> THE REQUEST
Repeat the material verbatim. Images are excluded from the copy.

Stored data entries
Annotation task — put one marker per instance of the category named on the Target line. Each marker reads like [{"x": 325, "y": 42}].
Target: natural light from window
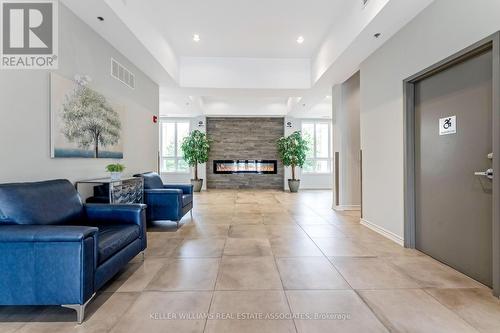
[
  {"x": 172, "y": 132},
  {"x": 319, "y": 154}
]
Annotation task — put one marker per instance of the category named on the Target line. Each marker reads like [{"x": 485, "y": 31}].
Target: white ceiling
[
  {"x": 248, "y": 61},
  {"x": 243, "y": 28}
]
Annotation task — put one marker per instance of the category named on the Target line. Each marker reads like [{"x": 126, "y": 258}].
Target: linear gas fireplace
[{"x": 246, "y": 166}]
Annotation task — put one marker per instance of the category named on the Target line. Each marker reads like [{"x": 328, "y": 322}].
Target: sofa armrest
[
  {"x": 45, "y": 233},
  {"x": 99, "y": 214},
  {"x": 186, "y": 188},
  {"x": 103, "y": 214},
  {"x": 47, "y": 264}
]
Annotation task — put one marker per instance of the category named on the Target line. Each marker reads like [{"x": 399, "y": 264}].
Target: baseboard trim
[
  {"x": 384, "y": 232},
  {"x": 341, "y": 208}
]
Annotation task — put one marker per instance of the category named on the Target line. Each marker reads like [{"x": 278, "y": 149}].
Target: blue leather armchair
[
  {"x": 57, "y": 251},
  {"x": 166, "y": 202}
]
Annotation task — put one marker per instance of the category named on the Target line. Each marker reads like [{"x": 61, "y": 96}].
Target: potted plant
[
  {"x": 195, "y": 148},
  {"x": 292, "y": 151},
  {"x": 115, "y": 170}
]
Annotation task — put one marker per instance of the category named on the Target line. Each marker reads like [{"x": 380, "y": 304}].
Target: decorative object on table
[
  {"x": 123, "y": 191},
  {"x": 195, "y": 148},
  {"x": 292, "y": 151},
  {"x": 115, "y": 170},
  {"x": 83, "y": 122}
]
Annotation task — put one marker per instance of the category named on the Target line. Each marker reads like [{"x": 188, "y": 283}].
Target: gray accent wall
[
  {"x": 25, "y": 110},
  {"x": 244, "y": 138}
]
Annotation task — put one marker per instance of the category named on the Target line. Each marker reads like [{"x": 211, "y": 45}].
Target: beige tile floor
[{"x": 269, "y": 261}]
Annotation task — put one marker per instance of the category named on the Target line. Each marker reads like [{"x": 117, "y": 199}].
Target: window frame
[
  {"x": 315, "y": 157},
  {"x": 176, "y": 157}
]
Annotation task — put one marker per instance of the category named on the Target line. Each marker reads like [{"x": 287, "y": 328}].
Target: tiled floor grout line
[
  {"x": 354, "y": 290},
  {"x": 285, "y": 295},
  {"x": 451, "y": 310}
]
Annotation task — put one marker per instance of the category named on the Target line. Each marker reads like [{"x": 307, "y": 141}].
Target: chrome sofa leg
[{"x": 79, "y": 308}]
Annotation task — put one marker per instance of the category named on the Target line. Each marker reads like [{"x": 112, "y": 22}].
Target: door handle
[{"x": 488, "y": 173}]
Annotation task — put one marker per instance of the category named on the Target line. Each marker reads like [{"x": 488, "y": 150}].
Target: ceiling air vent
[{"x": 119, "y": 72}]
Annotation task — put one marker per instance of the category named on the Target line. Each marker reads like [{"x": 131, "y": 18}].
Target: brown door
[{"x": 453, "y": 138}]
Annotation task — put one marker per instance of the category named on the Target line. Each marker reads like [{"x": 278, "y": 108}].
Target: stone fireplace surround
[{"x": 244, "y": 138}]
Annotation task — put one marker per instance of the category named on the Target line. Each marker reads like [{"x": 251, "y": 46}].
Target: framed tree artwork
[{"x": 84, "y": 123}]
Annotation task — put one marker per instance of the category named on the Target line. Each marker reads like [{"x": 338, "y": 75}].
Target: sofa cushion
[
  {"x": 45, "y": 203},
  {"x": 113, "y": 238},
  {"x": 186, "y": 199}
]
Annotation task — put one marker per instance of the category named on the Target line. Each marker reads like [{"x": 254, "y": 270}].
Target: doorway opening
[{"x": 452, "y": 145}]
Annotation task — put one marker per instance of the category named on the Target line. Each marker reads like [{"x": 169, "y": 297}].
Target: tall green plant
[
  {"x": 292, "y": 150},
  {"x": 195, "y": 148}
]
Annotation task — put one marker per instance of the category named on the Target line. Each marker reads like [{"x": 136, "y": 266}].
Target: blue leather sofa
[
  {"x": 56, "y": 251},
  {"x": 166, "y": 202}
]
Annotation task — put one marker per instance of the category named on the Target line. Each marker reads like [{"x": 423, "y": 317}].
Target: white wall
[
  {"x": 245, "y": 73},
  {"x": 24, "y": 110},
  {"x": 185, "y": 178},
  {"x": 307, "y": 181},
  {"x": 443, "y": 28}
]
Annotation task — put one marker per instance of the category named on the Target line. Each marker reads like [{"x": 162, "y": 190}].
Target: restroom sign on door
[{"x": 448, "y": 125}]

> OUTPUT FOR THIS EXERCISE
Annotation task — put one marker per instance of the category named on the Target line. Each marker reads like [{"x": 325, "y": 42}].
Target: natural light from window
[
  {"x": 172, "y": 132},
  {"x": 319, "y": 154}
]
Annotation task — put one marker per instance of the category named on the Target line. Each marker reads like [{"x": 485, "y": 31}].
Target: white ceiling
[
  {"x": 248, "y": 61},
  {"x": 243, "y": 28}
]
Annotation task — put one marker per instance of the category named on the Target line. Each marker reads like [{"x": 126, "y": 258}].
Target: linear gas fireplace
[{"x": 246, "y": 166}]
Annotation task — put one marker per instance of the category named on the Target line. Each marker reads like [{"x": 328, "y": 322}].
Target: sofa armrest
[
  {"x": 45, "y": 233},
  {"x": 99, "y": 214},
  {"x": 186, "y": 188},
  {"x": 103, "y": 214},
  {"x": 47, "y": 264}
]
Annotation task — put one marker per instance of the category named on the Target line. Each marker reads like [{"x": 399, "y": 264}].
Target: baseboard trim
[
  {"x": 384, "y": 232},
  {"x": 341, "y": 208}
]
Annotation task — put one marker per instance of the category named on the Target line. Each marker reads like [{"x": 278, "y": 149}].
Target: blue leather armchair
[
  {"x": 57, "y": 251},
  {"x": 166, "y": 202}
]
Annotation task — put one marker per instance of the category named on the Target line. Each marker reads like [{"x": 61, "y": 96}].
Target: potted plant
[
  {"x": 195, "y": 148},
  {"x": 292, "y": 151},
  {"x": 115, "y": 170}
]
Annotation task — put one marker per instance of the category named on the Target line. Each marker reads like [{"x": 380, "y": 304}].
Target: decorative object on table
[
  {"x": 123, "y": 191},
  {"x": 195, "y": 148},
  {"x": 292, "y": 151},
  {"x": 115, "y": 170},
  {"x": 83, "y": 122}
]
Annotation task — put one marker per instance of the category named on the Target line. Each marker reads like [{"x": 188, "y": 283}].
Target: gray accent wall
[
  {"x": 25, "y": 110},
  {"x": 244, "y": 138}
]
Annotation task — put one marker per instance of the category named on the Target line. Each marker reads like [{"x": 211, "y": 45}].
Target: beige tile floor
[{"x": 269, "y": 261}]
Annotation task — put one marker per instance of the category named on the Target line. Each marker reads like [{"x": 117, "y": 199}].
Target: window frame
[
  {"x": 315, "y": 157},
  {"x": 176, "y": 157}
]
Annotation task — put one marker per instance of the category named on the Target line. Each marker reads like [{"x": 287, "y": 328}].
Target: tiled floor grout line
[
  {"x": 354, "y": 290},
  {"x": 285, "y": 295},
  {"x": 451, "y": 310}
]
Annotation task — put one marker per instance of the category named on the Target line. Each marker reads like [{"x": 307, "y": 141}].
Target: chrome sofa leg
[{"x": 79, "y": 308}]
Annotation task — put one marker per instance of the category named on the Target line. Each marker reads like [{"x": 112, "y": 22}].
Target: door handle
[{"x": 488, "y": 173}]
Annotation task — put one marker per instance of the category named on the Target line. Each marker reads like [{"x": 488, "y": 150}].
Target: ceiling air vent
[{"x": 119, "y": 72}]
Annotation task — put one marker per instance of the category named on the Target line. Each marker reads like [{"x": 131, "y": 18}].
Target: brown door
[{"x": 453, "y": 138}]
Annotation task — put one marker per instance of the category named on the Target line. Each marker reads like [{"x": 278, "y": 108}].
Target: stone fireplace surround
[{"x": 244, "y": 138}]
Annotation task — put one marker per instance of the category named on the Target line. Each marker reads like [{"x": 251, "y": 46}].
Target: framed tree artwork
[{"x": 84, "y": 123}]
Annotation task — put one marker per instance of the category named on the Target line. Each marker reads like [{"x": 338, "y": 75}].
Target: sofa cushion
[
  {"x": 45, "y": 203},
  {"x": 113, "y": 238},
  {"x": 186, "y": 199}
]
Annotation task — put one marker per instance of the category named on the Target line. Each marker reads like [{"x": 254, "y": 270}].
Target: doorway opening
[{"x": 452, "y": 145}]
Annotation task — put one marker per instance of the category named on the Target line. Each marker reads like [{"x": 169, "y": 297}].
Target: tall green plant
[
  {"x": 292, "y": 150},
  {"x": 195, "y": 148}
]
Annotation task — put one marker per instance of the category named on the Target line. Each marker reads like [{"x": 136, "y": 266}].
Target: blue leather sofa
[
  {"x": 56, "y": 251},
  {"x": 166, "y": 202}
]
Annotation task — put one marker per instance of the category named on the Target line. Each marker reads like [{"x": 423, "y": 317}].
Target: white wall
[
  {"x": 245, "y": 73},
  {"x": 24, "y": 110},
  {"x": 185, "y": 178},
  {"x": 307, "y": 181},
  {"x": 443, "y": 28}
]
Annotation task — put one marker per instance of the category named on the Target line. Each marker reads like [{"x": 162, "y": 190}].
Target: restroom sign on door
[{"x": 448, "y": 125}]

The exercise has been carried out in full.